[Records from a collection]
Segment Open

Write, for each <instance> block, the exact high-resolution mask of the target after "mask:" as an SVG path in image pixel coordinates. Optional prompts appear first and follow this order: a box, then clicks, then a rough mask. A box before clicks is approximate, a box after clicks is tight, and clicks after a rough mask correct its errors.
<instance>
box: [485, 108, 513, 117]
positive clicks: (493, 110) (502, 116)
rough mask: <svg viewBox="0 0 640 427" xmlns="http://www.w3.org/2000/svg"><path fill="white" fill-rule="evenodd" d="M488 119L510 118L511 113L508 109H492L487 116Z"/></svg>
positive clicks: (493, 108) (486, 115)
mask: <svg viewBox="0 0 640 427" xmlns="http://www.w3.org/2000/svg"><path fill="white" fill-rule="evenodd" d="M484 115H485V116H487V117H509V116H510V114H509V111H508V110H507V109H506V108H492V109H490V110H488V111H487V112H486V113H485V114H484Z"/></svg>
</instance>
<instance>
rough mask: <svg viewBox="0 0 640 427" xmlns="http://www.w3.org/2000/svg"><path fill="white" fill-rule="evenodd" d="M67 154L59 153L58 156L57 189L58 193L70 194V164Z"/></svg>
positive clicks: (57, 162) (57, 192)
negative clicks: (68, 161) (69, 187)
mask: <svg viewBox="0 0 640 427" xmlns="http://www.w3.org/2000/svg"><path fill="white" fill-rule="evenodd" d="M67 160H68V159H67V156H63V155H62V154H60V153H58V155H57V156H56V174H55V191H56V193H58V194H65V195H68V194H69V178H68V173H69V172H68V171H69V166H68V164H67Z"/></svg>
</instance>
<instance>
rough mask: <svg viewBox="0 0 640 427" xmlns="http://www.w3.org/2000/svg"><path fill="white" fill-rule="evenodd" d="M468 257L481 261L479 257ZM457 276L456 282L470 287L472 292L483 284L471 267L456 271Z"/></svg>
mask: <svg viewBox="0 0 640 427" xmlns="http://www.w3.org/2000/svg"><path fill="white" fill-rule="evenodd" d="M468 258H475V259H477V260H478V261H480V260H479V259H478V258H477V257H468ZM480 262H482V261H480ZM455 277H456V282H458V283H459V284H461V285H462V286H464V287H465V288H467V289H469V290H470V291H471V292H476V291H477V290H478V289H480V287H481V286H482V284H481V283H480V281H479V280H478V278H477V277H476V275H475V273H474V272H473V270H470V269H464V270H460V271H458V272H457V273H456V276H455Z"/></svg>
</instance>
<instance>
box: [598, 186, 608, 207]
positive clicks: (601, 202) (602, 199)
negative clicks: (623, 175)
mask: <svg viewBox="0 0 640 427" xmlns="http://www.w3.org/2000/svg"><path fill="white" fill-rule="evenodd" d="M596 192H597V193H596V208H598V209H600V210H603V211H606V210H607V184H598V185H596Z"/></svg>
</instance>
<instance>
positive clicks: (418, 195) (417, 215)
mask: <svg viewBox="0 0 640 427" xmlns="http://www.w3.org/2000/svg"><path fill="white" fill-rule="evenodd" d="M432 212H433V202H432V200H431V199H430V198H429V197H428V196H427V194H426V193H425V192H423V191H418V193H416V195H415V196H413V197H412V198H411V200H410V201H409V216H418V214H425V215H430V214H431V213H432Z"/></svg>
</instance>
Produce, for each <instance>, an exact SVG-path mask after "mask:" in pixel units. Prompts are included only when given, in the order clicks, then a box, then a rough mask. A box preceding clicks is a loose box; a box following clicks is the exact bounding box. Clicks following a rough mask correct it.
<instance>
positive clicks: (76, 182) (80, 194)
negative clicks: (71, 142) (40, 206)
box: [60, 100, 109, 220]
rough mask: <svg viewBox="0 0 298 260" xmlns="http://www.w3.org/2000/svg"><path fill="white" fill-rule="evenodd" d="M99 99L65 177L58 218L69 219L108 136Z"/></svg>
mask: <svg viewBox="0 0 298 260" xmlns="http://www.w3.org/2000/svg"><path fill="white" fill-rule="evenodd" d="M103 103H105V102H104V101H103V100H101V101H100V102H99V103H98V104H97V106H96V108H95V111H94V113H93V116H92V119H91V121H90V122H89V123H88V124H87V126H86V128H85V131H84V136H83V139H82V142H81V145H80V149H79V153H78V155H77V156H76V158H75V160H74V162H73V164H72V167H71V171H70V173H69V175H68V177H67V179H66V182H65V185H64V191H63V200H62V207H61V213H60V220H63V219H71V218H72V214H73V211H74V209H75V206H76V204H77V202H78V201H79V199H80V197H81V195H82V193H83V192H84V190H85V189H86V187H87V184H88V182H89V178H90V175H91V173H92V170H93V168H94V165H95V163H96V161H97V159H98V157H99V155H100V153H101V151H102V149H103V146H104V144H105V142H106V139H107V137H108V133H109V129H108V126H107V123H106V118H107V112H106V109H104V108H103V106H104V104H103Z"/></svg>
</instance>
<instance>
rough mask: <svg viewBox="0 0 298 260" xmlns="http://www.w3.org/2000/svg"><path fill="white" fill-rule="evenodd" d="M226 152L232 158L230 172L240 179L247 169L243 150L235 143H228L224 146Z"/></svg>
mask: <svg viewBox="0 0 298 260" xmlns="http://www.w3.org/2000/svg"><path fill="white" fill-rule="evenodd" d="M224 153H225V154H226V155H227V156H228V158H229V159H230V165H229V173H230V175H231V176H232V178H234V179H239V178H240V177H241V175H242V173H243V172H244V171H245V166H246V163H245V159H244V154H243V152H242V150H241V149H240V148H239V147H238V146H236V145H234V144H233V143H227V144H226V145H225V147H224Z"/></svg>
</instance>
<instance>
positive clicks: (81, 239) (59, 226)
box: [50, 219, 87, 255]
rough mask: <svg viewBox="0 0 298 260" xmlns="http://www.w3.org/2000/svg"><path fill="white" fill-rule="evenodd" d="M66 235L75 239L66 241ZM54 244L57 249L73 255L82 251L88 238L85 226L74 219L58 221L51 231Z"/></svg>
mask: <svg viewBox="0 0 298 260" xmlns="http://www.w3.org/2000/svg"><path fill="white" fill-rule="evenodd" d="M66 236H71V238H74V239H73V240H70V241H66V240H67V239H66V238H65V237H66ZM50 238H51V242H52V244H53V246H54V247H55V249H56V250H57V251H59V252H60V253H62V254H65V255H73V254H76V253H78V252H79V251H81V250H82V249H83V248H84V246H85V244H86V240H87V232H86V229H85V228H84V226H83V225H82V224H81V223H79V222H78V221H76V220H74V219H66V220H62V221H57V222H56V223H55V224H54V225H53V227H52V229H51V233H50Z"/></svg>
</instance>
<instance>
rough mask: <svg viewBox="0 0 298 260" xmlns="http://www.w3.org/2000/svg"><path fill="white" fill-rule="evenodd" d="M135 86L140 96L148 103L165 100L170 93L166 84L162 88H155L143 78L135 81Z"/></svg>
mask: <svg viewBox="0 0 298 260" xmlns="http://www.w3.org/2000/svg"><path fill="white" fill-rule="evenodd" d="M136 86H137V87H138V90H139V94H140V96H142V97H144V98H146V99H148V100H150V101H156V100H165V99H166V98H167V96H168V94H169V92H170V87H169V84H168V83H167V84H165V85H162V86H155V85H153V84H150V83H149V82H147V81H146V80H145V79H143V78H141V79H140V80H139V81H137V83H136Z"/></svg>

Segment Closed
Segment Open

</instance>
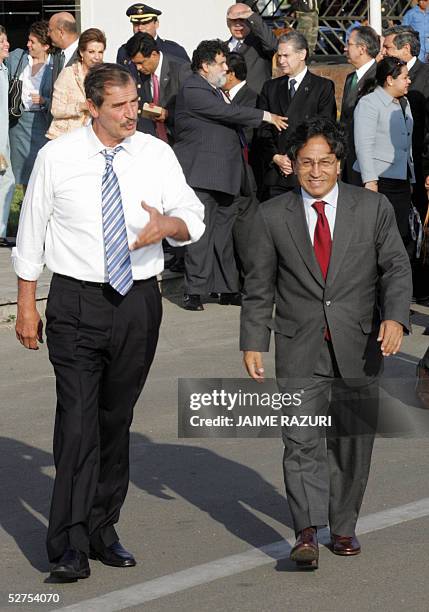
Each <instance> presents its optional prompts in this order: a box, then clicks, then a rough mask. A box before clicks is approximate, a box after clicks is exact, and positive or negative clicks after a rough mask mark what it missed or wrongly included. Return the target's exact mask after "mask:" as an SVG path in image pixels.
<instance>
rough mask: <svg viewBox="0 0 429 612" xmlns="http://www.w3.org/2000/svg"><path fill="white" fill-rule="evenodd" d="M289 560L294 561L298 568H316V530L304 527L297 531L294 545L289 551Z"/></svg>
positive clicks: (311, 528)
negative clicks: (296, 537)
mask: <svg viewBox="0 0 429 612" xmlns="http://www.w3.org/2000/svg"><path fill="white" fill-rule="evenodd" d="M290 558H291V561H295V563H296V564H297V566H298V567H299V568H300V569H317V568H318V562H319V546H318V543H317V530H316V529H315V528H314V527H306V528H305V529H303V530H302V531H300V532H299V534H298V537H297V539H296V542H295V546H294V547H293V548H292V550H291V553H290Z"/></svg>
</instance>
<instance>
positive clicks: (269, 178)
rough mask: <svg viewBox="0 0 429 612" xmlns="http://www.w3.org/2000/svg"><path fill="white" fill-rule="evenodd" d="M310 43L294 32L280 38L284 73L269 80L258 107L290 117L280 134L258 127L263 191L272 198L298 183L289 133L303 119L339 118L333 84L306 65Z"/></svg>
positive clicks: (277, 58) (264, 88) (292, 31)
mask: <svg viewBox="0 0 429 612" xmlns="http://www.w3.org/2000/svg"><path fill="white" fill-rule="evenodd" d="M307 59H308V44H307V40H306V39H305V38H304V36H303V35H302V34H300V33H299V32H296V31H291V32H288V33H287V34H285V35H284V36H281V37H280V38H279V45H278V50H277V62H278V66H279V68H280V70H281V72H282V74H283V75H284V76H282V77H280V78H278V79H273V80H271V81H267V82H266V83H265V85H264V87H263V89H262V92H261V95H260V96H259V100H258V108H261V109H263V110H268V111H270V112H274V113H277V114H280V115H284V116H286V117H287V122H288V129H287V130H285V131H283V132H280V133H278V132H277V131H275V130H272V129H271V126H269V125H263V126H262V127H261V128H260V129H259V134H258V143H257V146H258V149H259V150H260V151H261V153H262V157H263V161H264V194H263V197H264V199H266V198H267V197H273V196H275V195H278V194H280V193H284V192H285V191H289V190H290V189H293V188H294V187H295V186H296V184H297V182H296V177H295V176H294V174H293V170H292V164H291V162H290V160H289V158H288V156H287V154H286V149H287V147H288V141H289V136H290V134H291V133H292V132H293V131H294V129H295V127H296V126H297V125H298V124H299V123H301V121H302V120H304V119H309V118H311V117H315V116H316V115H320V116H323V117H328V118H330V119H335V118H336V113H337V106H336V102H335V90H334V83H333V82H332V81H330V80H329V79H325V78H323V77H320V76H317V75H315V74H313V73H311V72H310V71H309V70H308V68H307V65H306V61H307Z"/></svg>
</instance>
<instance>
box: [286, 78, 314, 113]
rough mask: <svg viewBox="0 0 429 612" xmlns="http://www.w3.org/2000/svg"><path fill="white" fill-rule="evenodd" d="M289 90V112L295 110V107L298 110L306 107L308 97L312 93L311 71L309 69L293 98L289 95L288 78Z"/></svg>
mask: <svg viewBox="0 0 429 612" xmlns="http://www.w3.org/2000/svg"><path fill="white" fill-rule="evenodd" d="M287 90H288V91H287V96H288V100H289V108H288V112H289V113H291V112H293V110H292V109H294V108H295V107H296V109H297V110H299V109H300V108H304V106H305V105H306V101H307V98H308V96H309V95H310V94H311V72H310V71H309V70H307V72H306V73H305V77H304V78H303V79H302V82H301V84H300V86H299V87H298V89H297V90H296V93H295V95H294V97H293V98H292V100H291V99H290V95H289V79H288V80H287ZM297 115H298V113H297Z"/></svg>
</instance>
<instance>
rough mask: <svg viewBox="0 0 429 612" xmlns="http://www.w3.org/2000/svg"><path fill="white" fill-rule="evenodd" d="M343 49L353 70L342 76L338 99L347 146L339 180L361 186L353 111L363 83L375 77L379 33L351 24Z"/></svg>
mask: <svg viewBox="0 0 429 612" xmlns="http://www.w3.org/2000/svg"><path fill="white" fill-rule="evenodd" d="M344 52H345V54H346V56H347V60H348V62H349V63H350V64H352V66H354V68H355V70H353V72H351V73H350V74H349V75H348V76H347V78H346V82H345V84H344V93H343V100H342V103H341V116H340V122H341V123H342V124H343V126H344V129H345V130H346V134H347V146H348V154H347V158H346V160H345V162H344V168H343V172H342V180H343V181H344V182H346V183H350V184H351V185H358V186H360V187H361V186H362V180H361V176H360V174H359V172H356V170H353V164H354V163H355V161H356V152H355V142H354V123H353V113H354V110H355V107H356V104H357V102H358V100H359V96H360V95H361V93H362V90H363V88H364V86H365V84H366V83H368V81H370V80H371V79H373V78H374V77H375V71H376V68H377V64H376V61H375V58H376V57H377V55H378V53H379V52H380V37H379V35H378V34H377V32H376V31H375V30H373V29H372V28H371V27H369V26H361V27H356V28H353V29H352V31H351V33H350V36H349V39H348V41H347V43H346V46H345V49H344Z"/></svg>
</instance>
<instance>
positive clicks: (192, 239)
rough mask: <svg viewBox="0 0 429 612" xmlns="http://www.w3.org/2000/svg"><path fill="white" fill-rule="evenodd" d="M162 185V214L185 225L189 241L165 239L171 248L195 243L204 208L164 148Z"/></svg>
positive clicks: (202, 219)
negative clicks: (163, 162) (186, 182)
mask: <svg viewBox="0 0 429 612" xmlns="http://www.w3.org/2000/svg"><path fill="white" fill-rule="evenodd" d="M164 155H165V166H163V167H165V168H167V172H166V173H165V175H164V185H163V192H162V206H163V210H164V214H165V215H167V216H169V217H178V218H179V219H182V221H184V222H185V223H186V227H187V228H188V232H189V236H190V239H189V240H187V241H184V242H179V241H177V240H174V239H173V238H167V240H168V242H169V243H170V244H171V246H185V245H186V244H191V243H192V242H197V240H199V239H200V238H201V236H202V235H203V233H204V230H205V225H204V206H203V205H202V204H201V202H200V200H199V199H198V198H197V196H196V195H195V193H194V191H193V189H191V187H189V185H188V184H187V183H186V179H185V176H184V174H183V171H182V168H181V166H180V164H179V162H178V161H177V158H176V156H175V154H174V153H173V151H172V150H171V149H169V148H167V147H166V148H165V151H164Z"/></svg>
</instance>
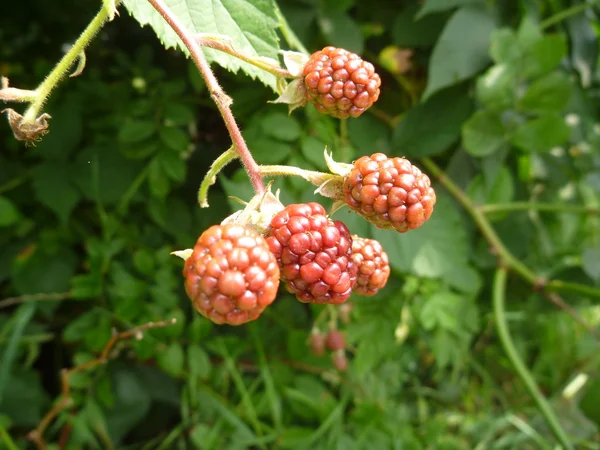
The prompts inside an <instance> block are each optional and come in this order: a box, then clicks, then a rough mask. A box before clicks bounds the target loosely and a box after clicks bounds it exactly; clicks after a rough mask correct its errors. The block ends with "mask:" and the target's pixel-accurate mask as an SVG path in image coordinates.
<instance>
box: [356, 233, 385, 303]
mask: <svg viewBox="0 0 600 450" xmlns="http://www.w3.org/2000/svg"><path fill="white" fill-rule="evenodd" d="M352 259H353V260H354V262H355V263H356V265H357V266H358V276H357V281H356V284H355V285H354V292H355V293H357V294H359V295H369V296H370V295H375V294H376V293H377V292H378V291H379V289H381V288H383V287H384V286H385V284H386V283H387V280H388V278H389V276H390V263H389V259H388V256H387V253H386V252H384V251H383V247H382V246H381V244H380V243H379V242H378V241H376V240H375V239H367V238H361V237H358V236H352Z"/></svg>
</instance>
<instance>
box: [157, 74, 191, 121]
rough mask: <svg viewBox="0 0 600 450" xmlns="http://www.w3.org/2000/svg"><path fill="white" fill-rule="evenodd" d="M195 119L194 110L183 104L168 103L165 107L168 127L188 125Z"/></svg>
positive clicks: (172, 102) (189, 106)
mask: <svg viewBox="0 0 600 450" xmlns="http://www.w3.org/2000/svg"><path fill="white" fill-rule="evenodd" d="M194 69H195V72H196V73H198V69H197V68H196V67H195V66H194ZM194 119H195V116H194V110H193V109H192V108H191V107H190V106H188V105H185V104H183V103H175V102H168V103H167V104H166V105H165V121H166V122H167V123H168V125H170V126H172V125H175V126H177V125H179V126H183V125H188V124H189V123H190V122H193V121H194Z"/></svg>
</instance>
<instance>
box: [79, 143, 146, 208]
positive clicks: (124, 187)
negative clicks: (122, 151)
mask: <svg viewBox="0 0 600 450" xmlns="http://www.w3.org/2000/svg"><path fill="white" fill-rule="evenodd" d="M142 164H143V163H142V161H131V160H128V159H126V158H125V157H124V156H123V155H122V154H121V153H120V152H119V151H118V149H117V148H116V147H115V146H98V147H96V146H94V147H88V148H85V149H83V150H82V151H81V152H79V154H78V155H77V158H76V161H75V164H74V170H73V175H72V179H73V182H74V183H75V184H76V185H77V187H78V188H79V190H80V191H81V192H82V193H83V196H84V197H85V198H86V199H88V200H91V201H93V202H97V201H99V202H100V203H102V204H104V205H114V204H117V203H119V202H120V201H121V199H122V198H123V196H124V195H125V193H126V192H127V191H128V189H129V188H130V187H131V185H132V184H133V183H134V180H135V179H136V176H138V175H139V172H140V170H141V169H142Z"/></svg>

Segment Closed

#### [Your task]
Go through the records and copy each line with "this" in it.

#### [Answer]
Write, for each <instance> block, the exact high-resolution mask of the target after "mask:" as an SVG path in image pixel coordinates. Optional prompts appear first and follow this order: a box, then clicks, then a rough mask. A box before clicks is approximate, a box after clicks is tight, and clicks after a rough mask correct its errors.
Each <instance> presents its optional prompts in this order: a box, then clicks, then a rough mask. A box before clicks is approximate, a box after clicks is exact, and positive or negative clicks after a rough mask mark what it missed or wrongly included. Return the target's exact mask after "mask:" as an SVG path in image pixels.
The prompts inside an <instance> block are each optional and come in this order: a box, then clicks, then a rough mask. A box before clicks bounds the target loosely and a box after clicks bounds it exactly; clicks after a rough mask correct its errors. The block ends with "mask:" and the target's pixel-accurate mask as an SVG path in image coordinates.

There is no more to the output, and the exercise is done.